— Begin —
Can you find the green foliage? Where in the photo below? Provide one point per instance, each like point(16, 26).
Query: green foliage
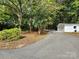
point(10, 34)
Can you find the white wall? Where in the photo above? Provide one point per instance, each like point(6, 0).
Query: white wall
point(70, 28)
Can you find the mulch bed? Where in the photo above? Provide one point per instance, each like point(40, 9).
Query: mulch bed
point(76, 34)
point(29, 38)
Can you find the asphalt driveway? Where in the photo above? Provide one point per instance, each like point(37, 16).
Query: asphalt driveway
point(54, 46)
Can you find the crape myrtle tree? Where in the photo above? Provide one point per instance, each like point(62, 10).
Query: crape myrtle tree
point(69, 13)
point(36, 13)
point(45, 13)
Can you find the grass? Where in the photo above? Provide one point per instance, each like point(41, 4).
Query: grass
point(28, 38)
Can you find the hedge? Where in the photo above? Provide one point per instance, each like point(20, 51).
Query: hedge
point(10, 34)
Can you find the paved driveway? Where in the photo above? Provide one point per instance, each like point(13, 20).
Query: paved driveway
point(54, 46)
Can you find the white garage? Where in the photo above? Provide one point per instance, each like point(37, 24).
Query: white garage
point(68, 27)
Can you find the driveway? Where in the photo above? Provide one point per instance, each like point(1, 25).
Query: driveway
point(54, 46)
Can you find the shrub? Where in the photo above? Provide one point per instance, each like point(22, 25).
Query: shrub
point(10, 34)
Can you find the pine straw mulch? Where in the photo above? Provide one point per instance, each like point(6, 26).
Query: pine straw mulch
point(76, 34)
point(29, 38)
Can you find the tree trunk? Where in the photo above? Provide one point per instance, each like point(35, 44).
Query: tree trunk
point(30, 25)
point(19, 20)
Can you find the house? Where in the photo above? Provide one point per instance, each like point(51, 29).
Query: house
point(68, 27)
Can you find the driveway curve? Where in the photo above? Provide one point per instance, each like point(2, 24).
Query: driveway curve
point(55, 46)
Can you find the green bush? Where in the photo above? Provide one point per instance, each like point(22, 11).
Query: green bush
point(10, 34)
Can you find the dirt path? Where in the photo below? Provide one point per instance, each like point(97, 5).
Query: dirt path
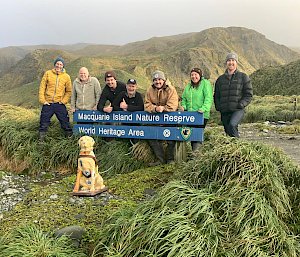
point(290, 144)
— End —
SHORT EXERCISE: Reproduce all of the rows above word for word, omitting the pictures.

RESPONSE TO THIS EXERCISE:
Can you find the green foliage? Where in the photo below? Provide one point per instance, each like point(16, 26).
Query: green foliage
point(10, 34)
Can you find the white wall? Where in the photo above? Provide one point per instance, each like point(6, 0).
Query: white wall
point(70, 28)
Can you find the mulch bed? Where in the photo above? Provide one point per instance, each like point(40, 9).
Query: mulch bed
point(76, 34)
point(29, 38)
Can you find the asphalt driveway? Where in the photo above? Provide one point per instance, each like point(37, 16).
Query: asphalt driveway
point(54, 46)
Can you find the crape myrtle tree? Where in the photo above? Provide one point per instance, each like point(62, 10).
Query: crape myrtle tree
point(69, 13)
point(36, 13)
point(45, 13)
Can you find the grass? Where in the photo above? Provide one point per instance, each like point(41, 4).
Query: grass
point(28, 38)
Can you find the hedge? Where in the photo above? Provide one point per instance, each like point(20, 51).
Query: hedge
point(10, 34)
Can you find the paved driveway? Where in the photo above? Provide one point per instance, each like point(13, 20).
Query: paved driveway
point(54, 46)
Can you find the white garage? Where in the photo above? Provide one point per instance, each like point(37, 24).
Query: white garage
point(68, 27)
Can you find the driveway? Where in the photo above? Provide one point per instance, each like point(1, 25).
Query: driveway
point(54, 46)
Can you find the shrub? Where in the photo above? Provide one point per instance, each like point(22, 25).
Query: shrub
point(10, 34)
Can you find the pine straw mulch? Where in the photo above? Provide one point per instance, each like point(6, 26).
Query: pine straw mulch
point(76, 34)
point(29, 38)
Can you find the tree trunk? Where in the photo above? Provide one point per instance, each like point(35, 44).
Query: tree trunk
point(30, 25)
point(19, 20)
Can you find the house? Where in the photo above? Provide one point per instance, each like point(51, 29).
Query: house
point(68, 27)
Can you find the driveway curve? Where in the photo above? Provide one point per instance, each like point(2, 24).
Query: driveway curve
point(55, 46)
Can you find the green bush? Where in the photo above? Provide one point per instance, each like point(22, 11).
Query: green bush
point(10, 34)
Can you find the dirt path? Where in the photo below? Provide one point per instance, each like point(97, 5).
Query: dirt path
point(290, 144)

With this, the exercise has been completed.